[[ MATERIAL FOR THIS TASK, beginning ]]

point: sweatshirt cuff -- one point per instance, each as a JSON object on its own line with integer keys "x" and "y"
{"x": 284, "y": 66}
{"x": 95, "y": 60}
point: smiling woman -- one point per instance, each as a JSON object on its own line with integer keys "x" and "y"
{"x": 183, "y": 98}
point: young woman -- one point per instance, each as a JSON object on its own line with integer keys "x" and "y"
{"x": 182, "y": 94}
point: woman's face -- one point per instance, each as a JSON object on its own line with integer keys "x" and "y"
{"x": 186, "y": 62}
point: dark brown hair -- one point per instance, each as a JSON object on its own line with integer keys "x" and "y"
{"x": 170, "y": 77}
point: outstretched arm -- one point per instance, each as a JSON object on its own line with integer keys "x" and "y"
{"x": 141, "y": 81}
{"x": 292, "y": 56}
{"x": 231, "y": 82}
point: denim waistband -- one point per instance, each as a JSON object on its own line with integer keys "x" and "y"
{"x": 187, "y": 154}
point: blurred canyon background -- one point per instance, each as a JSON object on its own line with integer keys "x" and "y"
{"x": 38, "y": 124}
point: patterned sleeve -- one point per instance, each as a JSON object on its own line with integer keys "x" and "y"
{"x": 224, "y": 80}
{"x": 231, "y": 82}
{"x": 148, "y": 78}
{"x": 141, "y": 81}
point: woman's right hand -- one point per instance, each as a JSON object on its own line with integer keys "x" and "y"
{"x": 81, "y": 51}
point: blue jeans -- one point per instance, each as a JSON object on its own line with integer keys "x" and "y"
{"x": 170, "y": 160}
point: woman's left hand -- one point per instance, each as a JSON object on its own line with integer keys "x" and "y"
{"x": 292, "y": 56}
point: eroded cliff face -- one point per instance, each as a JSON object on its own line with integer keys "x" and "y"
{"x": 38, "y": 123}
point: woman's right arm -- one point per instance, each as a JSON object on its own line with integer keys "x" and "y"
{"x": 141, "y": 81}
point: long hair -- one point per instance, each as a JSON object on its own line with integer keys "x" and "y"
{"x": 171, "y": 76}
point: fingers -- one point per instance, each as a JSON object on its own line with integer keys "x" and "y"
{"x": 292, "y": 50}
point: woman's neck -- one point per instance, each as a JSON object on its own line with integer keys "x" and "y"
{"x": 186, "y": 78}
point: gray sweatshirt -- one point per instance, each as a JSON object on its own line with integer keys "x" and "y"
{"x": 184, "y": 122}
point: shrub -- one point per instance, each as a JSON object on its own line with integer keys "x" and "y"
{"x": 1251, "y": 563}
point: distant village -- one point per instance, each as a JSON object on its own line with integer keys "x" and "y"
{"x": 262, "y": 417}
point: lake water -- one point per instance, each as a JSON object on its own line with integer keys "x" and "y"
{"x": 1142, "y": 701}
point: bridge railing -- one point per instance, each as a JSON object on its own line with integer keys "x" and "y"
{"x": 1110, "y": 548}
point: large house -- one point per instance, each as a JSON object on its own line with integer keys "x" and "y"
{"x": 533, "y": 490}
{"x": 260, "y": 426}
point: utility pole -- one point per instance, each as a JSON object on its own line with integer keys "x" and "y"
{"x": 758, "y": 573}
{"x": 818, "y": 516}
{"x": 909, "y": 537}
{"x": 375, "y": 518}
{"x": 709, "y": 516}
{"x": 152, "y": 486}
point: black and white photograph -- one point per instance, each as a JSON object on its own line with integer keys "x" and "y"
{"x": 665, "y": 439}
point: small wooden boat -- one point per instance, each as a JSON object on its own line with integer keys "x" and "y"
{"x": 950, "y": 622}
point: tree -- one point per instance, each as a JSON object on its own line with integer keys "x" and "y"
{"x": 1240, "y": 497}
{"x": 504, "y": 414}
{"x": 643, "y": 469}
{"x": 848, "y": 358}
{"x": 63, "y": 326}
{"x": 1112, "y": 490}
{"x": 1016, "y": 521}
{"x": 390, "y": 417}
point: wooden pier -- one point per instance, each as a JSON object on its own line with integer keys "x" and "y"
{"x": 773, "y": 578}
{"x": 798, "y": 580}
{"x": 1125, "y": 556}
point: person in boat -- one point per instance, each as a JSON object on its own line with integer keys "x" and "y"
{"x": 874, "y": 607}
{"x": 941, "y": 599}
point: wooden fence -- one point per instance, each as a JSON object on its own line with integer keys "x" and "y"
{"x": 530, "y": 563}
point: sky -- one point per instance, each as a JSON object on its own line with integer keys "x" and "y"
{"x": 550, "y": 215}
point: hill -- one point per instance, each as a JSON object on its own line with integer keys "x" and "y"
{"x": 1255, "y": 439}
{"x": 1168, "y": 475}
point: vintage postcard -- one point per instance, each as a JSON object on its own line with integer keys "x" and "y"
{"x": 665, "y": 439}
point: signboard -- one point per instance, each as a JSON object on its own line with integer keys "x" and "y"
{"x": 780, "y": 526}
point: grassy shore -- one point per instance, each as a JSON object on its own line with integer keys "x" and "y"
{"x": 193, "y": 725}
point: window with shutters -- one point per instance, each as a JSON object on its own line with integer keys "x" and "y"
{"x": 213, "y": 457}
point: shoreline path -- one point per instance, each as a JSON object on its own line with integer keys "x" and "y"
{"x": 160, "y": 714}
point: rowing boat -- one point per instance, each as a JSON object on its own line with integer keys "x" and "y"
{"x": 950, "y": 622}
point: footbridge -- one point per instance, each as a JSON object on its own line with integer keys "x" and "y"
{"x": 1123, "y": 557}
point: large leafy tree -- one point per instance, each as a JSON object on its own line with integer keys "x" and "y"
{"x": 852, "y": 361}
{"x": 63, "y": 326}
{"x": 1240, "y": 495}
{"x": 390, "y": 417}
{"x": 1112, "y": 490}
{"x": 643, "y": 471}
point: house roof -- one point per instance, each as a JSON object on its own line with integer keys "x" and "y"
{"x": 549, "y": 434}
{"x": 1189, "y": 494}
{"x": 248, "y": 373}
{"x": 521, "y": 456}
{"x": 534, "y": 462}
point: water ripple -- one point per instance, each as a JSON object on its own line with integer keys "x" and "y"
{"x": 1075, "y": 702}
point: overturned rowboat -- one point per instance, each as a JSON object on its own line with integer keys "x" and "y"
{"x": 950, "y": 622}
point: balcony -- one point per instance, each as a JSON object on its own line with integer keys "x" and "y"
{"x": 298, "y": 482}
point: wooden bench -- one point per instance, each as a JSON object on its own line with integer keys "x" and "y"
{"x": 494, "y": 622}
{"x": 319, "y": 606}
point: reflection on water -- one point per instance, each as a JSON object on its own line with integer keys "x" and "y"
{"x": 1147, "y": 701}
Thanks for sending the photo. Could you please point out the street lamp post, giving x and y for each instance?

[[ MATERIAL FOR THIS TASK, end ]]

▸ ASSIGNED TASK: Output each record exactly, leaving nothing out.

▸ SOLUTION FOR THIS EXERCISE:
point: sweatshirt cuff -- one point per instance, each as a JSON object on its own line with integer keys "x" and "y"
{"x": 284, "y": 66}
{"x": 95, "y": 60}
point: smiling woman -- one point per instance, each as a JSON object on its own line with integer keys "x" and "y"
{"x": 183, "y": 98}
point: young woman -- one point per instance, each as a JSON object on its own line with integer keys "x" and "y"
{"x": 182, "y": 94}
point: woman's face -- one point per instance, each as a JSON object on its own line with integer keys "x" and "y"
{"x": 186, "y": 62}
point: dark brown hair -- one point per instance, each as a JSON object on its own line with integer keys "x" and "y"
{"x": 170, "y": 77}
point: outstretched arm -- one point per instance, each as a JSON object on its own line with integer keys "x" and "y"
{"x": 141, "y": 81}
{"x": 292, "y": 56}
{"x": 231, "y": 82}
point: denim waistband -- one point per instance, each as a JSON object on its own line with integer keys "x" and "y"
{"x": 187, "y": 154}
point: blurred canyon background -- one point per instance, each as a JSON object on its own line with integer keys "x" and "y"
{"x": 38, "y": 124}
point: patterned sleeve -- one point per instance, each as a JSON object on its own line with integer keys "x" and "y"
{"x": 224, "y": 80}
{"x": 231, "y": 82}
{"x": 148, "y": 78}
{"x": 141, "y": 81}
point: woman's right hand -- one point per instance, each as a JSON object on its own line with integer keys "x" and "y"
{"x": 81, "y": 51}
point: blue jeans -- one point per instance, each as a JSON object on its own line with integer keys "x" and "y"
{"x": 170, "y": 160}
point: woman's left hand -- one point per instance, each as a JSON object on its own line with integer keys "x" and "y"
{"x": 292, "y": 56}
point: eroded cliff face -- one point per instance, each as a JSON object on its own line with integer keys "x" and "y"
{"x": 38, "y": 123}
point: woman's right arm -- one point per instance, each as a JSON object on its own line with integer keys "x" and "y"
{"x": 141, "y": 81}
point: long hair -- one point per instance, each as a JSON object on its own line with integer keys "x" and "y"
{"x": 171, "y": 76}
point: fingers -- one point per instance, each as a JSON object on its own line with integer keys "x" and "y"
{"x": 292, "y": 50}
point: woman's neck -- one point per instance, each as a JSON object on its own line with integer keys "x" and "y"
{"x": 186, "y": 78}
point: gray sweatshirt -- one point per instance, each as a JSON object on its own line with integer keys "x" and "y"
{"x": 184, "y": 122}
point: shrub -- one point per instance, each as a JSON object on its own line with integer keys "x" and "y"
{"x": 1251, "y": 563}
point: distant village -- one point per instance, each as a JSON object on its own line with integer keys "x" and "y"
{"x": 262, "y": 417}
point: lake water -- one point per instance, each as a JSON object on its own line with integer keys "x" and "y"
{"x": 1142, "y": 701}
point: bridge railing -- one point per instance, each as a JSON object on its own line with integer keys "x" and "y"
{"x": 1110, "y": 548}
point: large house -- one point per instance, each as a JSON object on its own line with integer keys "x" and "y"
{"x": 533, "y": 490}
{"x": 260, "y": 426}
point: utility pole -- one point per instance, each as a JSON object on its own line with integer keys "x" and "y"
{"x": 758, "y": 573}
{"x": 818, "y": 516}
{"x": 909, "y": 537}
{"x": 375, "y": 518}
{"x": 709, "y": 516}
{"x": 152, "y": 486}
point: black and white photograph -- one point per instance, each as a JSON object on its own line with integer keys "x" and "y"
{"x": 665, "y": 439}
point: small wooden boat -- one point per instance, each as a JSON object on its own line with integer keys "x" and "y"
{"x": 950, "y": 622}
point: tree -- one point per instance, each as a JSON object on its own line with integer keys "x" and "y"
{"x": 1240, "y": 497}
{"x": 504, "y": 414}
{"x": 643, "y": 469}
{"x": 848, "y": 358}
{"x": 63, "y": 326}
{"x": 1112, "y": 490}
{"x": 1016, "y": 521}
{"x": 390, "y": 417}
point: wooden pier -- one point per instance, each as a JSON object on its own line with integer keys "x" and "y"
{"x": 773, "y": 578}
{"x": 798, "y": 580}
{"x": 1125, "y": 556}
point: person in boat -- one point per instance, each as a JSON object on its own line with integer keys "x" and "y"
{"x": 874, "y": 607}
{"x": 941, "y": 599}
point: wooden fence -- one point per instance, each as a JSON object on its own line with integer keys "x" and "y"
{"x": 530, "y": 563}
point: sky -- one point per instance, each as a JSON object on its own line with integer keys "x" and "y"
{"x": 550, "y": 215}
point: hill -- one point per instance, each as a JSON object on its own line with integer keys "x" and "y"
{"x": 1255, "y": 439}
{"x": 1168, "y": 475}
point: vintage postcard -- one point per instance, each as a JSON object on its own line with integer keys "x" and "y"
{"x": 665, "y": 439}
point: signboard -- one point per instance, each as a JSON object on its own line with integer keys "x" and "y"
{"x": 780, "y": 526}
point: grassy shore -- one point per instance, each as a JSON object on its own line with integer keys "x" and "y"
{"x": 193, "y": 725}
point: window with shutters -- one point per instance, each as a JSON object on its own line with integer keys "x" and "y"
{"x": 213, "y": 457}
point: shoreline path -- one point per instance, each as a JSON object on its own line with integer keys "x" and "y"
{"x": 160, "y": 714}
point: rowing boat -- one point per instance, each as a JSON object on its own line with integer keys "x" and "y"
{"x": 950, "y": 622}
point: footbridge -- one point per instance, each as a JSON object on its own line with integer keys "x" and "y"
{"x": 1123, "y": 557}
point: large leafy tree -- one point per instance, each as a JSON object on its own line with integer keys "x" and "y"
{"x": 852, "y": 361}
{"x": 63, "y": 326}
{"x": 1240, "y": 495}
{"x": 390, "y": 417}
{"x": 1112, "y": 490}
{"x": 643, "y": 471}
point: house roof -- one point per instance, each as a JSON object on its own line with integer keys "x" and "y"
{"x": 549, "y": 434}
{"x": 1189, "y": 494}
{"x": 248, "y": 373}
{"x": 521, "y": 456}
{"x": 534, "y": 462}
point: water ripple -- one point per instance, each as a JSON object on its own line with integer keys "x" and "y"
{"x": 1075, "y": 702}
point: overturned rowboat -- one point per instance, each as a JSON object on its own line with integer keys "x" and "y"
{"x": 950, "y": 622}
point: balcony -- one point per instance, each as a JSON object on its own line with integer keys "x" and "y"
{"x": 298, "y": 482}
point: wooden bench -- one point per instance, each as a JSON object on its own line with integer keys "x" and "y"
{"x": 494, "y": 622}
{"x": 319, "y": 606}
point: reflection on water -- one point per instance, each as a JSON object on its own line with integer keys "x" and "y"
{"x": 1147, "y": 701}
Thanks for sending the photo. Could you please point out the street lamp post, giving x and y for each instance?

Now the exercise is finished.